> Records supplied:
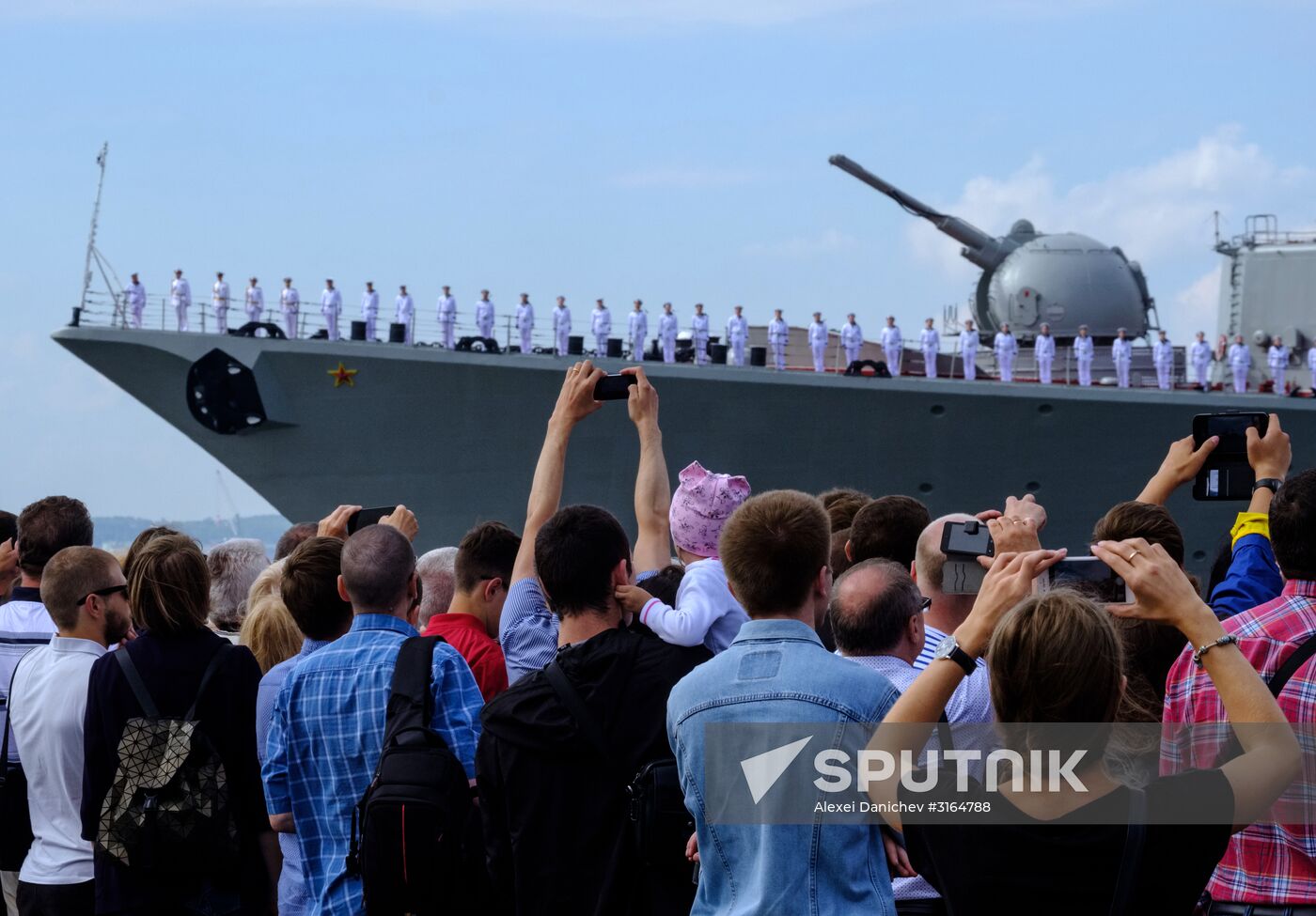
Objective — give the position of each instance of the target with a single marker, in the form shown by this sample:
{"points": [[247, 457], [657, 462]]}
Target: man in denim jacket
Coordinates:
{"points": [[776, 551]]}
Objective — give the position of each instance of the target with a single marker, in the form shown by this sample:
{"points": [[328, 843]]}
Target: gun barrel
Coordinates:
{"points": [[979, 248]]}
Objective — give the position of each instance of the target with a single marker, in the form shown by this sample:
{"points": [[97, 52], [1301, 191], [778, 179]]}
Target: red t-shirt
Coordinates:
{"points": [[480, 650]]}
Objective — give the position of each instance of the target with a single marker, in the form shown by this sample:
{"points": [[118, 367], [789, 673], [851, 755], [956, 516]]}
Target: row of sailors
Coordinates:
{"points": [[1004, 347]]}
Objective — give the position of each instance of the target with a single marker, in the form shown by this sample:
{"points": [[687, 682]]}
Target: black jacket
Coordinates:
{"points": [[556, 830]]}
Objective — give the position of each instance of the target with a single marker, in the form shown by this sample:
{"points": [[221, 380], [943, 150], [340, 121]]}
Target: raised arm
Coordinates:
{"points": [[653, 486], [575, 401]]}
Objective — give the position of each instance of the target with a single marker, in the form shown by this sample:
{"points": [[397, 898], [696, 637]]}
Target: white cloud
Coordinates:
{"points": [[831, 240]]}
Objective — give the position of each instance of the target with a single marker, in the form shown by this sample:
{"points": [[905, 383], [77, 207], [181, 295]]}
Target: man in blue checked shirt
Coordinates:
{"points": [[329, 722]]}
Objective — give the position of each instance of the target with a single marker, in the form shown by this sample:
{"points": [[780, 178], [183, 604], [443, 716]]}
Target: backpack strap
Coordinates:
{"points": [[1132, 861], [135, 683], [216, 660]]}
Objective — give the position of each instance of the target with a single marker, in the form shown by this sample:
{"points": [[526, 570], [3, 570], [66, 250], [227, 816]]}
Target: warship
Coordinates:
{"points": [[454, 434]]}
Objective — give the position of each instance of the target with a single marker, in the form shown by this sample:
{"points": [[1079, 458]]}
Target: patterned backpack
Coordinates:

> To be done: Repeat all of the entries word for word, but omit the pictures.

> Answer below:
Objective — give the position of each instance of the target with a single marker, in the form shown by this sample:
{"points": [[247, 457], [657, 462]]}
Target: man in denim jacket
Coordinates:
{"points": [[776, 551]]}
Objective — give the position of each instance of the target with a single marker, in the form shown by this sample:
{"points": [[328, 843]]}
Target: gun barrel
Coordinates:
{"points": [[979, 248]]}
Objective — give the position of each instance of the target with a single marker, in the form shown by this sample:
{"points": [[97, 52], [1301, 191], [778, 179]]}
Target: red t-shirt
Coordinates:
{"points": [[480, 650]]}
Objective — give the position of each instance of the target with a single marker, in the form shown by this sample:
{"points": [[118, 367], [789, 673], [851, 755], [956, 516]]}
Target: row of sailors
Coordinates:
{"points": [[1004, 347]]}
Objective — give the position of each instance of the target with a single marker, in the form shown by this sample:
{"points": [[687, 682]]}
Target: black jacket
Coordinates:
{"points": [[556, 830]]}
Objective — give the position of each instance of the target with a single marker, in the form shown by this sample:
{"points": [[221, 380], [943, 150], [340, 121]]}
Target: raised arm
Coordinates:
{"points": [[653, 486], [575, 401]]}
Objective — give the position of each instance of the target with a single marker, in the form shown by this sample:
{"points": [[397, 898], [696, 637]]}
Target: white cloud
Coordinates:
{"points": [[831, 240]]}
Objective — give the position of each instance of the target with a single marker, in the form shown by this sample:
{"points": [[905, 383], [77, 207], [181, 295]]}
Target: man in blue checked shirt
Coordinates:
{"points": [[329, 722]]}
Objective — give the position of each instance of the target with a single marker, in the form shown by this sample:
{"points": [[780, 178], [183, 604], [443, 716]]}
Target: backpack strap
Coordinates:
{"points": [[1132, 861], [135, 683], [216, 660]]}
Objective — give the position of each instance of the target with a single marker, in the form shown by this sample:
{"points": [[526, 570], [3, 570], [66, 250], [227, 816]]}
Target: warship
Coordinates:
{"points": [[454, 434]]}
Objective — give the position of each instance of the target with a single marker, in the form shown by this sample:
{"points": [[1079, 458]]}
Target: patterned backpack
Coordinates:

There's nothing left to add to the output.